====== Data provided ======
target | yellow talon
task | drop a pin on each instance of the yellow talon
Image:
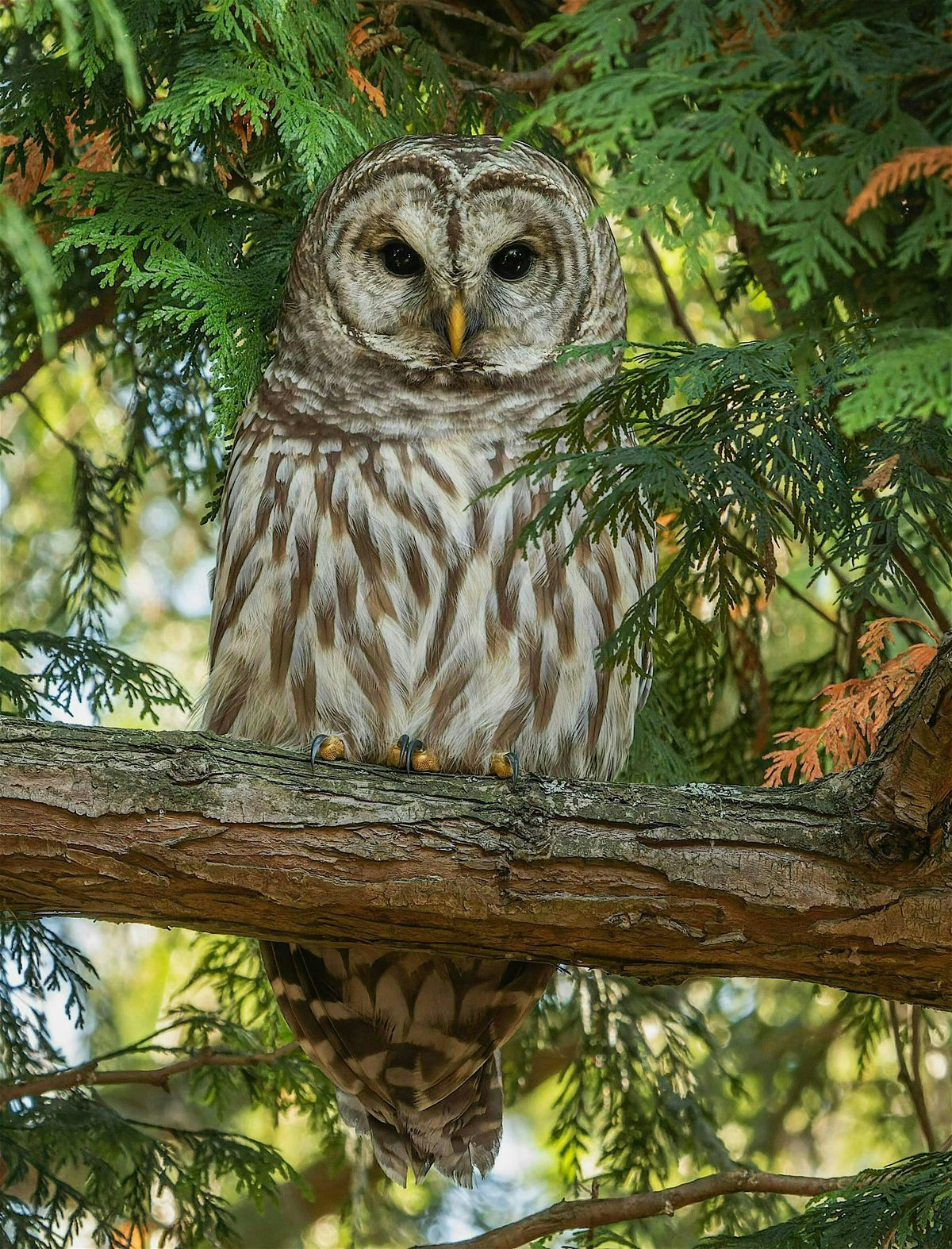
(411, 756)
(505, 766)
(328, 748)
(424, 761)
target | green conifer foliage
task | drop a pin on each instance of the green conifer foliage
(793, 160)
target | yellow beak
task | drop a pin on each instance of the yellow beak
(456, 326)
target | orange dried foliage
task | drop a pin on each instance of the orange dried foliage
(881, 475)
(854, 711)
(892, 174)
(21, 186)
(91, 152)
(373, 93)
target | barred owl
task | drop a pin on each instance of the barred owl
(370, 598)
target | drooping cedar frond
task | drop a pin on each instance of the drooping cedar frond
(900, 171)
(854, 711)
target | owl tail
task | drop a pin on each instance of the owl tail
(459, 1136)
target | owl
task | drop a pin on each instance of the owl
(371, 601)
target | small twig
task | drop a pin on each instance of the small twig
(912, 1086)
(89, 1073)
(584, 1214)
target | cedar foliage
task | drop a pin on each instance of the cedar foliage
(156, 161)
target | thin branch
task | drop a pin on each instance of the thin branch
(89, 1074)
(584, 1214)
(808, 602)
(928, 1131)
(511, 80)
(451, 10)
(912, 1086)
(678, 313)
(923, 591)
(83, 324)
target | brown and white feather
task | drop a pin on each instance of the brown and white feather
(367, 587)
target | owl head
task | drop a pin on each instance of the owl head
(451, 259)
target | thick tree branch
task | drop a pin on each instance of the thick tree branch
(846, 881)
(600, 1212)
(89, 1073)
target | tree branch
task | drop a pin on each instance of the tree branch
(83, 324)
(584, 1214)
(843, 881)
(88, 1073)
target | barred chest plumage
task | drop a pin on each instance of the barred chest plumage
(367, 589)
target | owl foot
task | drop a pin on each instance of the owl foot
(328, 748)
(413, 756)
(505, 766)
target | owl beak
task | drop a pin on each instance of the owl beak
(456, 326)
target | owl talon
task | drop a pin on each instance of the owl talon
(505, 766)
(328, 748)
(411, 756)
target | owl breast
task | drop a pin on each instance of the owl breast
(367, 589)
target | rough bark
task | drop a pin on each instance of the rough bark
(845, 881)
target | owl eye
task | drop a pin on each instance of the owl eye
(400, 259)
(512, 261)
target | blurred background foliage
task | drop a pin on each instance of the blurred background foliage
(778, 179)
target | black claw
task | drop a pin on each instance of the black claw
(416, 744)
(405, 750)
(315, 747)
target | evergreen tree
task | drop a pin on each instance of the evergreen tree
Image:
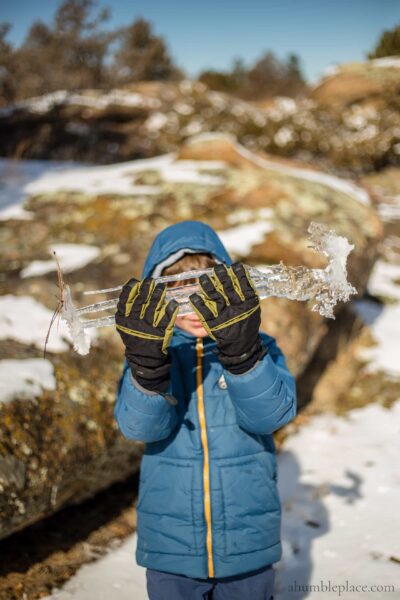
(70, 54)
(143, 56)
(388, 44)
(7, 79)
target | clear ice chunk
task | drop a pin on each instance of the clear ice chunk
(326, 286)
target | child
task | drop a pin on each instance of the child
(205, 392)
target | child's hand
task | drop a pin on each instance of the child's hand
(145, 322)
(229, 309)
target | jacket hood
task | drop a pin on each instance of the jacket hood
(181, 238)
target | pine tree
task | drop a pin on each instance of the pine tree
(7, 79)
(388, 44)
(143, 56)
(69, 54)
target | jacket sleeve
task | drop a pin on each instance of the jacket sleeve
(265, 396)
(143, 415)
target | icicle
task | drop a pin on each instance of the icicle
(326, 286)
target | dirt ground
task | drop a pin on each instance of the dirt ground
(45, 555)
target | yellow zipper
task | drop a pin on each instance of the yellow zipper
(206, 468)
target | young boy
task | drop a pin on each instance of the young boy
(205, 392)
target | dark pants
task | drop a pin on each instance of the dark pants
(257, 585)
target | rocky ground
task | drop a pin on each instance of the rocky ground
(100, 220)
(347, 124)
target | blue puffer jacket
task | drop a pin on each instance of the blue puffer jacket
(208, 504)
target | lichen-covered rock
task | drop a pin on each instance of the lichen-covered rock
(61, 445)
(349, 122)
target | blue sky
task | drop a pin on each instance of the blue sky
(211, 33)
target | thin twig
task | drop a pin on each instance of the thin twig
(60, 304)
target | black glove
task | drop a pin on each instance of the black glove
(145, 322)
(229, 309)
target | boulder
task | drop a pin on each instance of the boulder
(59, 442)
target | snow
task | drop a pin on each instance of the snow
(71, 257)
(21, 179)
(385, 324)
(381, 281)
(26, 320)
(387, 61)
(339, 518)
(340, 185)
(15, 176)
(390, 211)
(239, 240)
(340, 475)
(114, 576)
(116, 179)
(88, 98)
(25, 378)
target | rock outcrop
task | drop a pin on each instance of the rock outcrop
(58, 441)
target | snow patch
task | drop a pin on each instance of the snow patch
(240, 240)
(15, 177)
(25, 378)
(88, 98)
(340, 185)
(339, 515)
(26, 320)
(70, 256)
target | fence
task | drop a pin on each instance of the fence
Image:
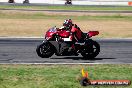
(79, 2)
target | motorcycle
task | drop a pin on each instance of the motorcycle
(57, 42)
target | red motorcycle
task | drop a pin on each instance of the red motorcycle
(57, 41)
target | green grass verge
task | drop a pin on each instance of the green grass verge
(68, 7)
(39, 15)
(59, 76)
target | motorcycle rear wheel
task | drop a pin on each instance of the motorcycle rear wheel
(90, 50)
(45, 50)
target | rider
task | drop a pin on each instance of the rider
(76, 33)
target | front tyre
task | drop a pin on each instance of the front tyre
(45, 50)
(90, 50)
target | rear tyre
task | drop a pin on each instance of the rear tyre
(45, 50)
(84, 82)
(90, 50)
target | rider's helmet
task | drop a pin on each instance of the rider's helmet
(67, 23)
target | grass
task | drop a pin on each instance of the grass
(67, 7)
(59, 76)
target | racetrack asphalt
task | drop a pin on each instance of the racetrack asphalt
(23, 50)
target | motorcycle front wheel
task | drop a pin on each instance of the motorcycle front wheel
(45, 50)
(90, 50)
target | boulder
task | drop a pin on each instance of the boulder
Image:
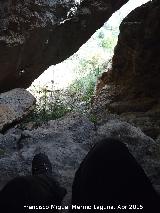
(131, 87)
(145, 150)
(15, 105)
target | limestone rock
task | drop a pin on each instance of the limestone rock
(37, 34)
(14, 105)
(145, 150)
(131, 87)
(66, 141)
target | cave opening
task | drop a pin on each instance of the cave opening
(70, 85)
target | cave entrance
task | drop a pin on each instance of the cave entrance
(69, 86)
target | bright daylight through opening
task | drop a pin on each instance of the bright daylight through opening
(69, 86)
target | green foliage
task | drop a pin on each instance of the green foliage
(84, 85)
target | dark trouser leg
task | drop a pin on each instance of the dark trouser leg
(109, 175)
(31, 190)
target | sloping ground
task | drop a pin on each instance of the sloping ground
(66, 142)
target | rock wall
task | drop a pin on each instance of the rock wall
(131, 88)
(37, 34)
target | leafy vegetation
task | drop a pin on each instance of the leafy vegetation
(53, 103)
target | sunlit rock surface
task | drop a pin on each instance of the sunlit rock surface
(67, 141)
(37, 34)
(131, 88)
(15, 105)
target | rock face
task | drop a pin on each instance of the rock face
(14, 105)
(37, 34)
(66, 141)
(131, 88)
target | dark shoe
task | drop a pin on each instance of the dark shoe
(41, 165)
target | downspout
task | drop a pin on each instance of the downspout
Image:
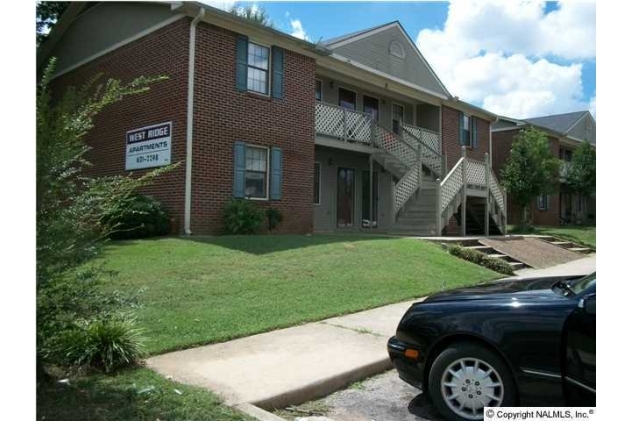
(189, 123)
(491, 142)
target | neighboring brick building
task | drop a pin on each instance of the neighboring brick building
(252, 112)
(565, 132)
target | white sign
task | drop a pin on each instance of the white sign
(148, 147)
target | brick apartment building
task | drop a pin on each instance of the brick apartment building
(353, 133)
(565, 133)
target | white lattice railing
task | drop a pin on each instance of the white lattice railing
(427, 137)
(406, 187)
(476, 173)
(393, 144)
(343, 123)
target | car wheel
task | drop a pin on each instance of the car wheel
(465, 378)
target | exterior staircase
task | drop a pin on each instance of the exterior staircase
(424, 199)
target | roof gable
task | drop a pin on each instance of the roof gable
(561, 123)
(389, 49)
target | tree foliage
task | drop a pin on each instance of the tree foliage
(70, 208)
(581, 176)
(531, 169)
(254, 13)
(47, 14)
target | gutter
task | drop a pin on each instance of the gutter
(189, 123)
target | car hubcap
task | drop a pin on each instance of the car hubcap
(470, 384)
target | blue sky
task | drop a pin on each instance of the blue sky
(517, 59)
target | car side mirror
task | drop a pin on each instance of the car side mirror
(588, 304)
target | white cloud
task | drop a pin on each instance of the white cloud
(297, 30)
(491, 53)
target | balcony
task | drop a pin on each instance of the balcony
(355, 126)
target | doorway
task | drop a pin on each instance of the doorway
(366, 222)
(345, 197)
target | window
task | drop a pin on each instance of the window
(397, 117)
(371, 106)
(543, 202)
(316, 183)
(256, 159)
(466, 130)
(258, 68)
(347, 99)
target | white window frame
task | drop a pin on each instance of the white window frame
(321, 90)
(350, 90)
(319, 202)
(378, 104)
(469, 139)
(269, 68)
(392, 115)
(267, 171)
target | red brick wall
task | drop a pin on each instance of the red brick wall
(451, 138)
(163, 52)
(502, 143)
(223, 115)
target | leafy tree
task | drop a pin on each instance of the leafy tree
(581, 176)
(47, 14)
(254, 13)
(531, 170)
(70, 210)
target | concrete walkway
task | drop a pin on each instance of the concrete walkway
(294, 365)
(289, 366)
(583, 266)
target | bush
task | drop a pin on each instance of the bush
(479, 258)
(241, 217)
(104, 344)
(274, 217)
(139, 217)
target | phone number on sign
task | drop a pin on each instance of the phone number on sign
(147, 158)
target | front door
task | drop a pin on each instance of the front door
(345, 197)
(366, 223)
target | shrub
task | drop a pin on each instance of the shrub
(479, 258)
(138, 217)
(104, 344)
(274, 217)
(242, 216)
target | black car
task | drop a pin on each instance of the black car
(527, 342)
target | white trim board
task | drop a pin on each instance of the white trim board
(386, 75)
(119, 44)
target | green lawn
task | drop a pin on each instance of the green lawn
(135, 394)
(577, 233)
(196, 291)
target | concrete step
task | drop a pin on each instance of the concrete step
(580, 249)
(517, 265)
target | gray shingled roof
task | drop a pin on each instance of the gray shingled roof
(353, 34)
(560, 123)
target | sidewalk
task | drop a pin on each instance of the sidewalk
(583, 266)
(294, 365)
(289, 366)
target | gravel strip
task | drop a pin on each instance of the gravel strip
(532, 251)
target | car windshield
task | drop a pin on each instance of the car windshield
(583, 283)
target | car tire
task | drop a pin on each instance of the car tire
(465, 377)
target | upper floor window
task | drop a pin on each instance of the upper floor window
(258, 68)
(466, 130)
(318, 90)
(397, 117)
======
# To do
Your copy should hold only the lines above from the one containing "task | drop a pin on each instance of the sunlit" through the one containing "target | white cloud", exactly as written and free of pictures.

# Answer space
task | drop a pin on each instance of the sunlit rock surface
(67, 141)
(37, 34)
(131, 88)
(15, 105)
target | rock face
task | drop a pin on each instance of the rock face
(14, 105)
(37, 34)
(66, 141)
(131, 88)
target | dark shoe
task | drop a pin on each instance of the dark shoe
(41, 165)
target | downspout
task | drop a pin on each instance of the downspout
Image:
(189, 123)
(491, 142)
target | neighboring brick building
task | drop a pin on each instance of the neighboring brick building
(252, 112)
(565, 132)
target | white sign
task | drop a pin on each instance of the white sign
(148, 147)
target | brick apartment building
task | drop a pin on each instance of the brick apartment building
(353, 133)
(565, 133)
target | white lattice railing
task | drop a pin on each instance of the white lattice railing
(427, 137)
(406, 187)
(476, 173)
(393, 144)
(343, 123)
target | car wheel
task | drop a pin on each instance of the car wheel
(465, 378)
target | exterior staircase
task | drop a pin on each instance of the exterior staircase
(424, 199)
target | roof gable
task | drop a pin on each instance of the roof gable
(561, 123)
(389, 49)
target | tree foliage
task | drop a pin on each instance of the tree foliage
(70, 208)
(581, 176)
(531, 169)
(254, 13)
(47, 14)
target | gutter
task | drop a pin on each instance of the gutter
(189, 123)
target | car hubcap
task | drop a pin on each instance of the car hubcap
(470, 384)
target | blue sky
task | drop a pin on each instance of the blue sky
(517, 59)
target | car side mirror
task | drop a pin on each instance of the car side mirror
(588, 304)
target | white cloud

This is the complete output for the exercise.